Point localization data:
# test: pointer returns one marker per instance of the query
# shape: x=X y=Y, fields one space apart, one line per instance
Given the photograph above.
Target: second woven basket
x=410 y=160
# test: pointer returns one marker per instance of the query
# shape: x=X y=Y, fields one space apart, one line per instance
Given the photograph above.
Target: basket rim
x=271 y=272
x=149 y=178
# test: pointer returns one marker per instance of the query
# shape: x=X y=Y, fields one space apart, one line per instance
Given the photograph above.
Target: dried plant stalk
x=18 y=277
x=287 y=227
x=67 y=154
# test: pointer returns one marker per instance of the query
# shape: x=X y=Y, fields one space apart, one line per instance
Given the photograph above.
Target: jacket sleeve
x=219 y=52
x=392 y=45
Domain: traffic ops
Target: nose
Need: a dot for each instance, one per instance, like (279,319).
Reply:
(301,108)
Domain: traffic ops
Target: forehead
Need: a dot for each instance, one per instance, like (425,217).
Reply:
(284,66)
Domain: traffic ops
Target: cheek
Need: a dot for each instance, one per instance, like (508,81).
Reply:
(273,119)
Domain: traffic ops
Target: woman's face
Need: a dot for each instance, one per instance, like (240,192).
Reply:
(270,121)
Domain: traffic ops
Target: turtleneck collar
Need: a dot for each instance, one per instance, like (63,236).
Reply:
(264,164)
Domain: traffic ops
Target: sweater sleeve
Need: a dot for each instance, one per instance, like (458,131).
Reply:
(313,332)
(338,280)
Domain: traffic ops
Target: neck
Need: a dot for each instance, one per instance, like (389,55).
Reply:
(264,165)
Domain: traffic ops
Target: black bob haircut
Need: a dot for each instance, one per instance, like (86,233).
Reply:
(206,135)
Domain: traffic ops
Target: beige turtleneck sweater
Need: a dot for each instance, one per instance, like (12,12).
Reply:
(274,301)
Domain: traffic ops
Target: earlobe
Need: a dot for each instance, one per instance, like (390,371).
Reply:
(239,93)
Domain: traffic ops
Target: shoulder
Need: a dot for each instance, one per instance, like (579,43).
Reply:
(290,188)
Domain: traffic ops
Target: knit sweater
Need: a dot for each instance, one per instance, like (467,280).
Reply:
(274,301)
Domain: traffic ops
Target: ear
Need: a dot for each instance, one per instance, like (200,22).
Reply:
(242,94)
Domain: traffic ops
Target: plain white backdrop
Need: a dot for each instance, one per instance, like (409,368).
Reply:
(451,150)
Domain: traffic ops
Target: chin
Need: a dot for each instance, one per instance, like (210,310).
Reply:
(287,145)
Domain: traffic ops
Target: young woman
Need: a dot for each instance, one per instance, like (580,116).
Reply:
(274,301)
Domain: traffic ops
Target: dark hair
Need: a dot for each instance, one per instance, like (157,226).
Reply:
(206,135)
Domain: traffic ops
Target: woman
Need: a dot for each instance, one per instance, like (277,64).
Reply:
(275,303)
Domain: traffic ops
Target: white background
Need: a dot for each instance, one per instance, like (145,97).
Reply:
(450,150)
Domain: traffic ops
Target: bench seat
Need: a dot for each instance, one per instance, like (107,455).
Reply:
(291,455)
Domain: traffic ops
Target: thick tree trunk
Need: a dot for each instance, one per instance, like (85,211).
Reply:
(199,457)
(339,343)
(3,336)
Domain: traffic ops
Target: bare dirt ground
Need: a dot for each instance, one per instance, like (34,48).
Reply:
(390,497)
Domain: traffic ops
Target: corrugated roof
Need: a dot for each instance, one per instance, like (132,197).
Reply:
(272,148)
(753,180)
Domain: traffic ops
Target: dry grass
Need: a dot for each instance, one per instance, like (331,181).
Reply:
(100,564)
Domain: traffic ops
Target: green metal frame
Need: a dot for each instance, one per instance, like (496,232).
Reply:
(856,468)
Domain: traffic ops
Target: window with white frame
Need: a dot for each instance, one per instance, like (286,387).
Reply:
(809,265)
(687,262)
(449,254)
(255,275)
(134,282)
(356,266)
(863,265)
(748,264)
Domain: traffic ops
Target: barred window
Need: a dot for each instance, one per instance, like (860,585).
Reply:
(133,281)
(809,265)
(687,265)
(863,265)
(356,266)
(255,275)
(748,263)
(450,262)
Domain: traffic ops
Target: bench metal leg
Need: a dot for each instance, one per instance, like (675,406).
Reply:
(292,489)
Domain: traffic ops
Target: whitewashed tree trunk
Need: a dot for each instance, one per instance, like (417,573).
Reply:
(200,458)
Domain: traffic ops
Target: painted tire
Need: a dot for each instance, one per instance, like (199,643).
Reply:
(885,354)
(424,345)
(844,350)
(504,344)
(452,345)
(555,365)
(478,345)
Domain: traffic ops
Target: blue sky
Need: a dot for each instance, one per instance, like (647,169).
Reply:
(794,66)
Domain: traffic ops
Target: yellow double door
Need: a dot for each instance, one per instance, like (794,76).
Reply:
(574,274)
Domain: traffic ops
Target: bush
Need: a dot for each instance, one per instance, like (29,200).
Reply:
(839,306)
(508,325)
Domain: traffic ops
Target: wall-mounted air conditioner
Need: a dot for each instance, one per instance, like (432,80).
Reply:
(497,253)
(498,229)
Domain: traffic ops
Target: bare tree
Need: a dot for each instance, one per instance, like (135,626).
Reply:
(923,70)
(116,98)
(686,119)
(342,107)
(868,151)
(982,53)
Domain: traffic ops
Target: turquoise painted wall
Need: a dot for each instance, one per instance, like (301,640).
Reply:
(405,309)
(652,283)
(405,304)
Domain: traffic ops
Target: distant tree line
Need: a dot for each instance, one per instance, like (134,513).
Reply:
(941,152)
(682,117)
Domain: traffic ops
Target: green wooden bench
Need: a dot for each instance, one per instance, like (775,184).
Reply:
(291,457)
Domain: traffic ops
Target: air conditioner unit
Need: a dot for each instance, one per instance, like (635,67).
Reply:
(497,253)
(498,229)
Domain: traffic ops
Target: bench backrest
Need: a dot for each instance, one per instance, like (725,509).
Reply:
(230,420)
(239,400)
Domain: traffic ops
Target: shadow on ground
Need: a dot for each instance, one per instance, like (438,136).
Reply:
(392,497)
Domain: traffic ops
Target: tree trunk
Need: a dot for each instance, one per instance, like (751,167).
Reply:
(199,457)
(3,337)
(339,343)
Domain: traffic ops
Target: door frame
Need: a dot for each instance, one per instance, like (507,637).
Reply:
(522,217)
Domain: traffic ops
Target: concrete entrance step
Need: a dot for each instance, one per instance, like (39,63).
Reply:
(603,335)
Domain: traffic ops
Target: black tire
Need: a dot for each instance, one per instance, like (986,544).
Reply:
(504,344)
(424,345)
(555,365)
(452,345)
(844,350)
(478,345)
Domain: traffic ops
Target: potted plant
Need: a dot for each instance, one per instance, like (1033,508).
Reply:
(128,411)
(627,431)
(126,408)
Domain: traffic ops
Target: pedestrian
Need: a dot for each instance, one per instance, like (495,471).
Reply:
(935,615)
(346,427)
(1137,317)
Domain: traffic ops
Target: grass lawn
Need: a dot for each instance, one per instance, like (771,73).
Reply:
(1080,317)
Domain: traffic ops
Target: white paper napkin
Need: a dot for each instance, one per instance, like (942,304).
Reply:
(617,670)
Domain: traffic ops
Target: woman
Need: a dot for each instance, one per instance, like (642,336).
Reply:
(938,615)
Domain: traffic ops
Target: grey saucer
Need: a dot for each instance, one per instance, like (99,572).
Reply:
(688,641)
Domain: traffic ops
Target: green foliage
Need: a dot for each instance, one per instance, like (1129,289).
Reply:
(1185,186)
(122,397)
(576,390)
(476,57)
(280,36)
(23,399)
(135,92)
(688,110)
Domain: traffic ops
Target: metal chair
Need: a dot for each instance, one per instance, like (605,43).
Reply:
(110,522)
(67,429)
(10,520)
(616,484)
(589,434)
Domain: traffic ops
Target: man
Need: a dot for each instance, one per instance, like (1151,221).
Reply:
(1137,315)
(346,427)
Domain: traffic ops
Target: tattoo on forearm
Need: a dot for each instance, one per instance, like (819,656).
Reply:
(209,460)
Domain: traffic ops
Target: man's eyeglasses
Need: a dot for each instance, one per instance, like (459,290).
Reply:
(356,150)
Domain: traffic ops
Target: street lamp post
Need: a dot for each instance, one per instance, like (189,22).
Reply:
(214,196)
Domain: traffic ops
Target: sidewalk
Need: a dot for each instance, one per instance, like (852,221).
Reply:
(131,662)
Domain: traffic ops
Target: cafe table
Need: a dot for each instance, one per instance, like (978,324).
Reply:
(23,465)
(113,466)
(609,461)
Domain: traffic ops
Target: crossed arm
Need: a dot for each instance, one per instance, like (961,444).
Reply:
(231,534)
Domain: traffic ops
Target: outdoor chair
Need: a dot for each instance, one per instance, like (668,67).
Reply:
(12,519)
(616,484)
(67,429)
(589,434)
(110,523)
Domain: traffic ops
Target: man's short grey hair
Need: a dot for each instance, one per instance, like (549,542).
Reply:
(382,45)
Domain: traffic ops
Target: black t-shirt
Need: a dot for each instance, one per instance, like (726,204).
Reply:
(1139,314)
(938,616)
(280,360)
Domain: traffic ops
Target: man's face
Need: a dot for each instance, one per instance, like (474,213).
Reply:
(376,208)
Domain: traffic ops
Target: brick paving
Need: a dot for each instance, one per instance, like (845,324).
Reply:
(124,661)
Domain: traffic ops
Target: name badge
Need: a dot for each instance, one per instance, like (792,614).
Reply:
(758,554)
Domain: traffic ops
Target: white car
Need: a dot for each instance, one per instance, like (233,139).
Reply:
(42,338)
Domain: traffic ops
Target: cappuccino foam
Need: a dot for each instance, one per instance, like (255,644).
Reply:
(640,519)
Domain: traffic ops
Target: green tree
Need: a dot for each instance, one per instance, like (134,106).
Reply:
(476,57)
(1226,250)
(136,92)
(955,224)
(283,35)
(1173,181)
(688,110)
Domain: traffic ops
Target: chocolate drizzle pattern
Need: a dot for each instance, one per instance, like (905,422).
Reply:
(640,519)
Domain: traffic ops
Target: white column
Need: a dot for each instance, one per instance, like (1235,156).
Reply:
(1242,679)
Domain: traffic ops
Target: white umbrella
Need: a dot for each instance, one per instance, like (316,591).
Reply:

### What needs to be done
Find the lines in the records that contain the word "chair", then copy every one of them.

### Solution
Target: metal chair
Target: outdoor chair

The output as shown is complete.